Work instructions: Give every line of the rows below as a Markdown table with the columns "No." and "Line", skipping blank lines. Leave the pictures out.

Object point labels
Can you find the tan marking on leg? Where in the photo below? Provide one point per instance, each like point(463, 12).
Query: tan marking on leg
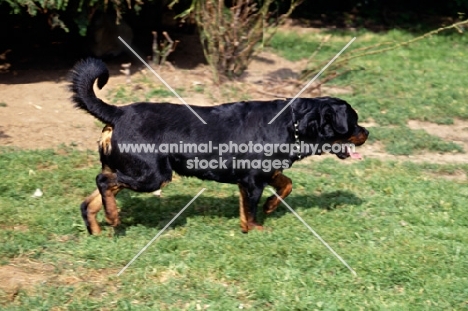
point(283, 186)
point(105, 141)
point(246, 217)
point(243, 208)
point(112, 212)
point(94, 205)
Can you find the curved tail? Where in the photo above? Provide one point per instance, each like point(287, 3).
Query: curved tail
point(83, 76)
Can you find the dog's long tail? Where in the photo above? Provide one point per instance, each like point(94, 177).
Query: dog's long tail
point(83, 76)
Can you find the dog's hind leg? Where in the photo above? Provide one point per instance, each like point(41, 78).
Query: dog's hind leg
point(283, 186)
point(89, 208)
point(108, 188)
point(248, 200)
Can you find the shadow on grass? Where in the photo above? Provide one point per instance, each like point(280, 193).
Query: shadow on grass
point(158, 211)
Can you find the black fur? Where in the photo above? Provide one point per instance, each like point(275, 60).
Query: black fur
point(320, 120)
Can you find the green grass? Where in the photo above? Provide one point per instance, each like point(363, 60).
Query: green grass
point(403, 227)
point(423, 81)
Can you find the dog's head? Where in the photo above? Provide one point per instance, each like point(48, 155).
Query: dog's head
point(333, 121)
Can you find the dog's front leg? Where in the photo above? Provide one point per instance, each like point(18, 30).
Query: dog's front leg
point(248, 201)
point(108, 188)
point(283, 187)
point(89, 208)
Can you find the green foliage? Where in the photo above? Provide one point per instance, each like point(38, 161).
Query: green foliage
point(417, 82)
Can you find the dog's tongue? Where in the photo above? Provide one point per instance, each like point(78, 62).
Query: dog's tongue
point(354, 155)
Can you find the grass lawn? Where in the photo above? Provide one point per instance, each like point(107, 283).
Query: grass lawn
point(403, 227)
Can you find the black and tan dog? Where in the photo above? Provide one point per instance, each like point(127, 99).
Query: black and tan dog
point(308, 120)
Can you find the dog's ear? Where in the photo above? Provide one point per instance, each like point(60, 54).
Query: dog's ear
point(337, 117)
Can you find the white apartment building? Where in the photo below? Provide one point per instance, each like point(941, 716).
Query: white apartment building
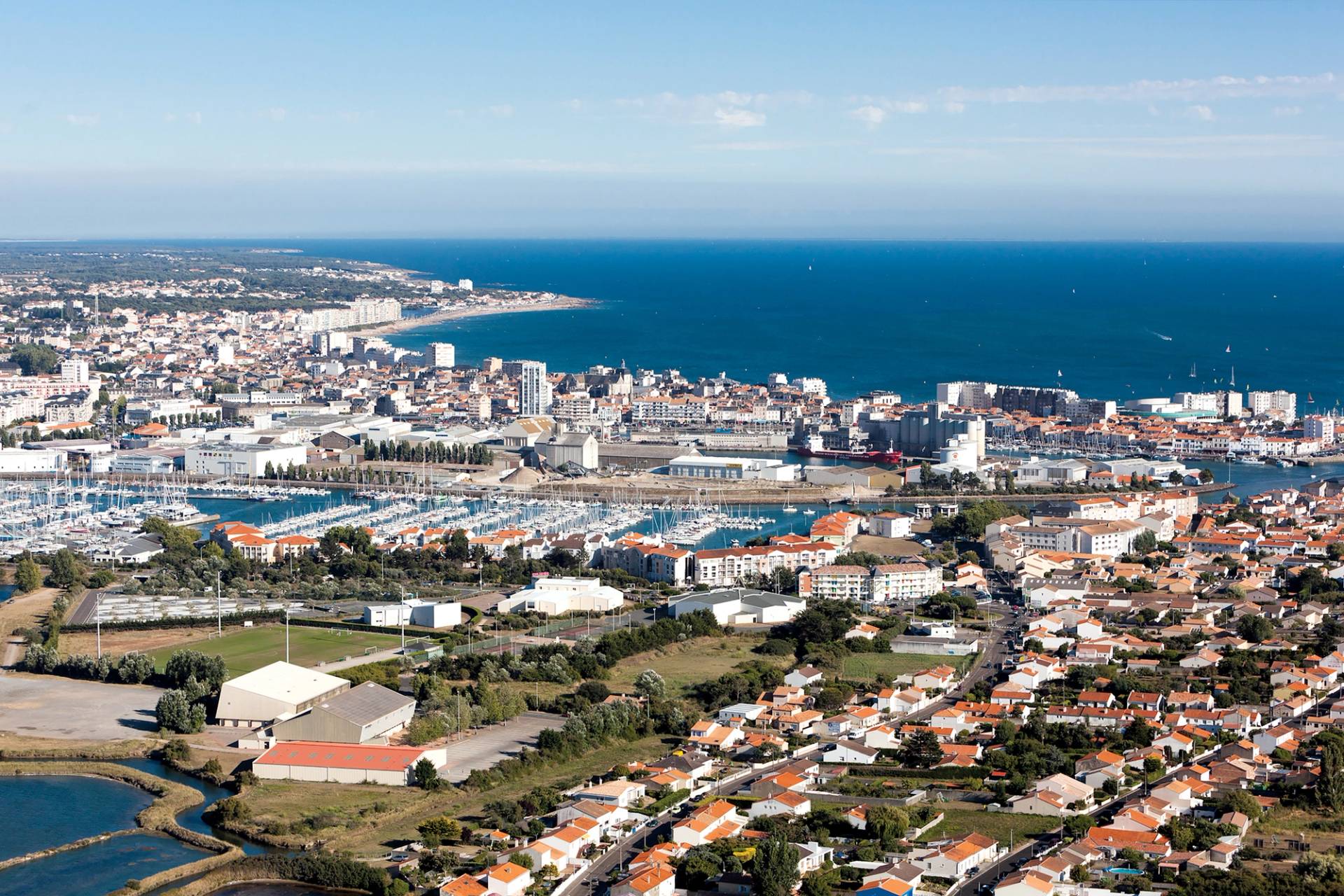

Reply:
| No. | Line |
|---|---|
| 1 | Can you find the tan marking on leg? Where in the photo below? Provide one point per instance, each like point(463, 12). |
| 2 | Query: tan marking on leg |
| 3 | point(283, 186) |
| 4 | point(105, 141) |
| 5 | point(246, 217) |
| 6 | point(243, 208) |
| 7 | point(112, 212) |
| 8 | point(94, 205) |
| 9 | Can you find the curved tail? Where in the photo above? Provide one point per instance, each like point(287, 3). |
| 10 | Query: curved tail |
| 11 | point(83, 76) |
| 12 | Can you find the dog's long tail? Where in the photo above? Provide one point per instance, each like point(94, 177). |
| 13 | Query: dog's long tail |
| 14 | point(83, 76) |
| 15 | Can you find the dog's hind leg? Where in the photo above? Provide one point per instance, each like point(41, 78). |
| 16 | Query: dog's hind leg |
| 17 | point(283, 186) |
| 18 | point(89, 208) |
| 19 | point(108, 188) |
| 20 | point(248, 200) |
| 21 | Can you find the shadow on grass? Where in the photo above? Provide one point per instance, each like point(280, 193). |
| 22 | Query: shadow on grass |
| 23 | point(158, 211) |
| 24 | Can you find the black fur? Where in the photo above? Provide one point per instance, each like point(275, 60). |
| 25 | Query: black fur |
| 26 | point(320, 120) |
| 27 | Can you find the green grass? Where in the photo above? Provide one point per instance, each like point(363, 60). |
| 28 | Query: green grass |
| 29 | point(403, 227) |
| 30 | point(423, 81) |
| 31 | Can you find the dog's head? Where in the photo above? Provide one point per instance, each like point(48, 155). |
| 32 | Query: dog's head |
| 33 | point(333, 121) |
| 34 | Can you find the dog's front leg? Where in the photo above? Provide one point per instance, each like point(18, 30). |
| 35 | Query: dog's front leg |
| 36 | point(248, 201) |
| 37 | point(108, 188) |
| 38 | point(283, 187) |
| 39 | point(89, 208) |
| 40 | Can you find the green foliage? Where in the photo above? Provide one point per instance, each like point(38, 161). |
| 41 | Query: green foliage |
| 42 | point(417, 82) |
| 43 | Can you find the dog's tongue? Where in the photo above? Provide one point per instance, each like point(78, 62). |
| 44 | Query: dog's tongue |
| 45 | point(354, 155) |
| 46 | Can you find the grass lawn? Where in the photo above? Provide one point per instance, each like point(107, 283). |
| 47 | Query: grass lawn |
| 48 | point(403, 227) |
| 49 | Can you find the black and tan dog? Where in the photo above? Provide one point per instance, each like point(127, 99). |
| 50 | Query: black and tan dog |
| 51 | point(308, 120) |
| 52 | Can you find the dog's ear? Where in the photo above? Provide one point per instance, each like point(60, 54). |
| 53 | Query: dog's ear |
| 54 | point(337, 117) |
| 55 | Can you find the white apartment building? Where in the photo below? Provide one point per instance, each like point(941, 716). |
| 56 | Query: white apartment building |